- _DESCRIPTION OF THE TASK_: Your answer must be an exact copy of the records, with no pictures included.

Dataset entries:
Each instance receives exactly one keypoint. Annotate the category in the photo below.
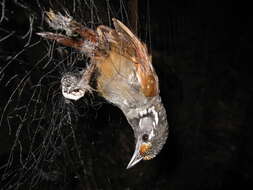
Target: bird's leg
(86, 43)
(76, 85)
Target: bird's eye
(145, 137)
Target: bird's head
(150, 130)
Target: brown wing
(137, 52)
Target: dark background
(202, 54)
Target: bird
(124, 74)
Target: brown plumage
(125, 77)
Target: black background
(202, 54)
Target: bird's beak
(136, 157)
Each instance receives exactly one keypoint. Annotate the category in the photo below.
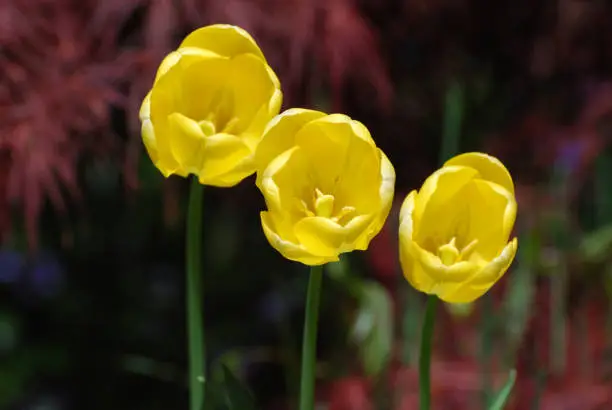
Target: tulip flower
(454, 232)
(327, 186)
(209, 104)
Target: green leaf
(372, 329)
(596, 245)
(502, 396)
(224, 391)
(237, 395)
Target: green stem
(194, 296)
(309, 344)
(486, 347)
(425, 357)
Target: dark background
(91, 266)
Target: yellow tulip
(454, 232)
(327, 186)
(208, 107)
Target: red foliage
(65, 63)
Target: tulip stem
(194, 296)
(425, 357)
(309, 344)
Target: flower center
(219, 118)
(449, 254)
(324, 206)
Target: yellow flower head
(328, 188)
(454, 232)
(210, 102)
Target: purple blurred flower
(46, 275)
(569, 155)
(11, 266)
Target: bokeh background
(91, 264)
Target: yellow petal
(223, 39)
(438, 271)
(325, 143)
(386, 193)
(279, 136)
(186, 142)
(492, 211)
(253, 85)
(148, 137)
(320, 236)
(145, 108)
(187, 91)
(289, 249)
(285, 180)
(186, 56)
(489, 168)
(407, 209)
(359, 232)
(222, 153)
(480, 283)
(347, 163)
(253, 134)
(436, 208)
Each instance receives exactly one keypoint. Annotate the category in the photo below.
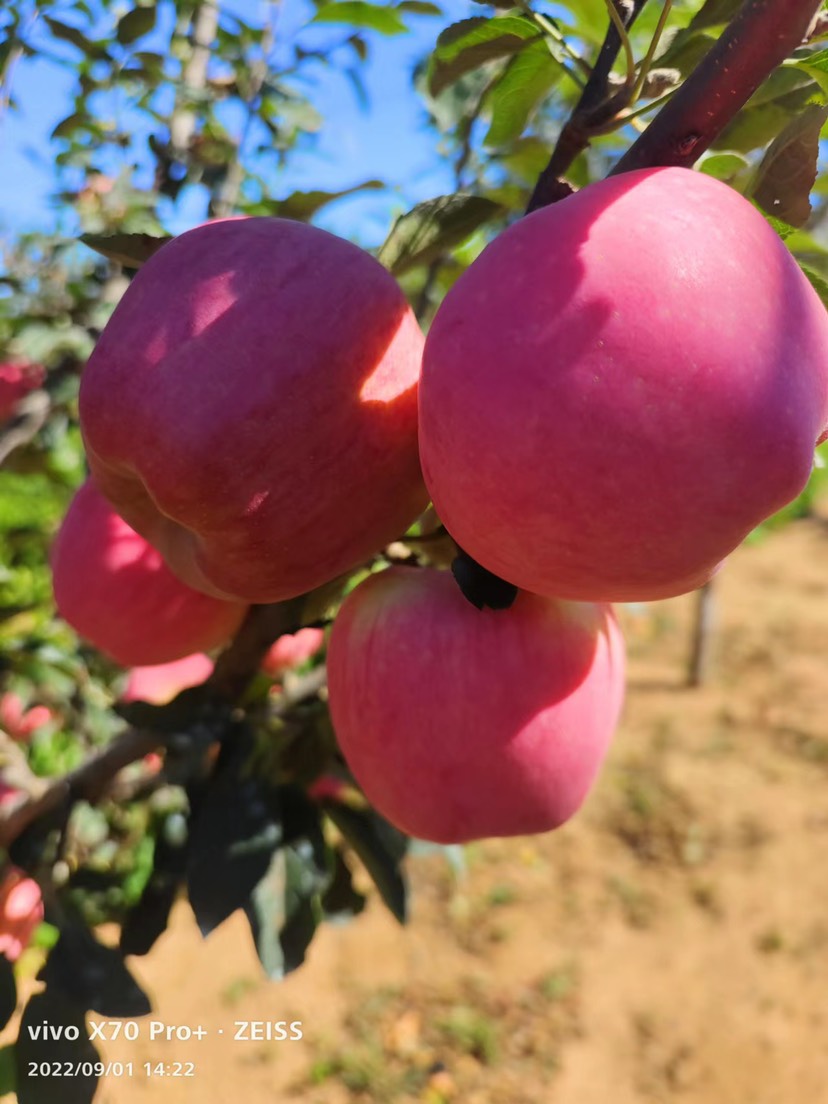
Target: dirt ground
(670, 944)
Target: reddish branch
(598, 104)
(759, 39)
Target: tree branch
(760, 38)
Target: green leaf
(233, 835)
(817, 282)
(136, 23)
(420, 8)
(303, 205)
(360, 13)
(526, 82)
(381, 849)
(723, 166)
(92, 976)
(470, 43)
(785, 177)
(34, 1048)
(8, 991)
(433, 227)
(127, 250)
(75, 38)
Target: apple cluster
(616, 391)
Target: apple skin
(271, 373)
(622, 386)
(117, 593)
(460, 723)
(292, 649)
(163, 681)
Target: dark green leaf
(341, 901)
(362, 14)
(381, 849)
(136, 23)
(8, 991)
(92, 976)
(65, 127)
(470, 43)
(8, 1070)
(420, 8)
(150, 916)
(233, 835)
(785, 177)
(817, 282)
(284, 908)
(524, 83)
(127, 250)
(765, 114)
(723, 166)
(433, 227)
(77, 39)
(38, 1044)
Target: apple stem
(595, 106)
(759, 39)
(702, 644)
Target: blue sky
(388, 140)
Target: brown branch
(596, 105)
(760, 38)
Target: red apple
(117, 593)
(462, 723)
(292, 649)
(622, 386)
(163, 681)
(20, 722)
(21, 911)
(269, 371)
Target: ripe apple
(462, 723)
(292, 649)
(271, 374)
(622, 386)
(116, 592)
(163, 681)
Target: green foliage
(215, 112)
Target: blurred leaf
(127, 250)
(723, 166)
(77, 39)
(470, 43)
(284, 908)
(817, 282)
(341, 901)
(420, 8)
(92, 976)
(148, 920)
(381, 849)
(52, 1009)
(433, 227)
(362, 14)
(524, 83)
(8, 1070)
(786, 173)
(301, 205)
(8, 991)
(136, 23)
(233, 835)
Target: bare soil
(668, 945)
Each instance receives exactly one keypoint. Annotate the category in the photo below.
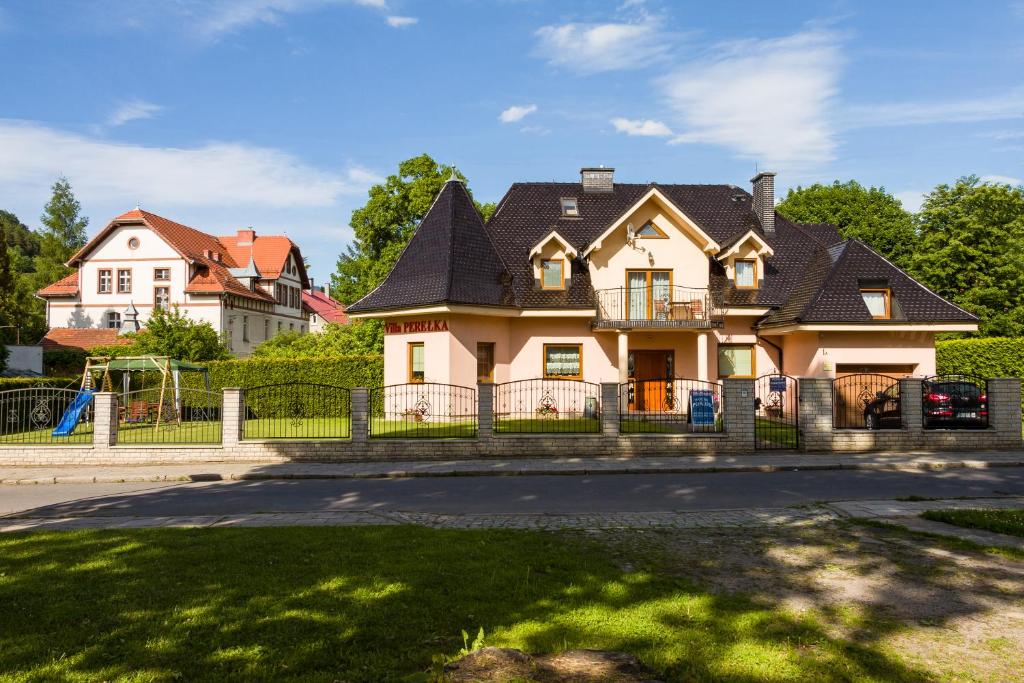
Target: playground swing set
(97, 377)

- _WRITTEN ANSWER_:
Each instance receives exactly one keypoint. Annotate the category in the photo below.
Target: bird's leg
(86, 43)
(76, 85)
Target: bird's eye
(145, 137)
Target: bird's head
(150, 130)
Target: brown wing
(137, 52)
Target: dark background
(202, 54)
Target: bird
(124, 74)
Target: brown plumage
(125, 77)
Target: black background
(202, 54)
Target: bird's beak
(136, 157)
Each instance receives exactly one keypoint. Annotate the category in the photo below.
Target: tulip flower
(454, 232)
(327, 186)
(209, 104)
Target: green leaf
(372, 329)
(596, 245)
(502, 396)
(224, 391)
(237, 395)
Target: green stem
(194, 296)
(309, 344)
(486, 347)
(425, 357)
Target: dark background
(91, 266)
Target: yellow tulip
(454, 232)
(327, 186)
(208, 107)
Target: red foliage
(65, 63)
Target: tulip stem
(194, 296)
(425, 357)
(309, 344)
Target: flower center
(219, 118)
(449, 254)
(324, 206)
Target: yellow flower head
(328, 188)
(454, 232)
(210, 102)
Target: purple blurred flower
(46, 275)
(569, 155)
(11, 266)
Target: bokeh background
(91, 264)
Target: yellow petal
(223, 39)
(438, 271)
(325, 143)
(386, 193)
(279, 136)
(186, 142)
(492, 211)
(253, 85)
(148, 137)
(320, 236)
(145, 108)
(187, 91)
(289, 249)
(285, 180)
(186, 56)
(489, 168)
(407, 209)
(359, 232)
(222, 153)
(480, 283)
(347, 163)
(253, 134)
(436, 208)
Each instance receives exactly one keypoint. Annotate the category in the photo below.
Target: dirt ground
(670, 944)
Target: reddish branch
(598, 104)
(759, 39)
Target: tree branch
(760, 38)
Target: green leaf
(233, 835)
(817, 282)
(136, 23)
(420, 8)
(303, 205)
(360, 13)
(526, 82)
(381, 849)
(723, 166)
(92, 976)
(470, 43)
(785, 177)
(34, 1048)
(8, 991)
(433, 227)
(127, 250)
(75, 38)
Target: apple cluster
(616, 391)
Target: apple skin
(271, 373)
(622, 386)
(117, 593)
(460, 723)
(292, 649)
(163, 681)
Target: dark green leaf
(341, 901)
(362, 14)
(381, 849)
(136, 23)
(8, 991)
(92, 976)
(65, 127)
(470, 43)
(8, 1070)
(420, 8)
(150, 916)
(233, 835)
(785, 177)
(817, 282)
(284, 908)
(524, 83)
(127, 250)
(765, 114)
(723, 166)
(433, 227)
(77, 39)
(38, 1044)
Target: apple stem
(595, 106)
(759, 39)
(702, 644)
Target: blue sky
(388, 140)
Target: brown branch
(596, 105)
(760, 38)
Target: red apple
(117, 593)
(462, 723)
(292, 649)
(622, 386)
(163, 681)
(20, 722)
(21, 911)
(269, 371)
Target: ripe apple
(462, 723)
(292, 649)
(271, 374)
(622, 386)
(116, 592)
(163, 681)
Target: green foliage
(215, 112)
Target: blurred leaf
(127, 250)
(723, 166)
(77, 39)
(470, 43)
(284, 908)
(817, 282)
(341, 901)
(420, 8)
(92, 976)
(148, 920)
(381, 849)
(52, 1009)
(433, 227)
(362, 14)
(524, 83)
(8, 1070)
(786, 173)
(301, 205)
(8, 991)
(136, 23)
(233, 835)
Target: bare soil
(668, 945)
Each instance receives exactly one keypoint. Annotate the category in the photo below.
Target: playground swing set
(97, 377)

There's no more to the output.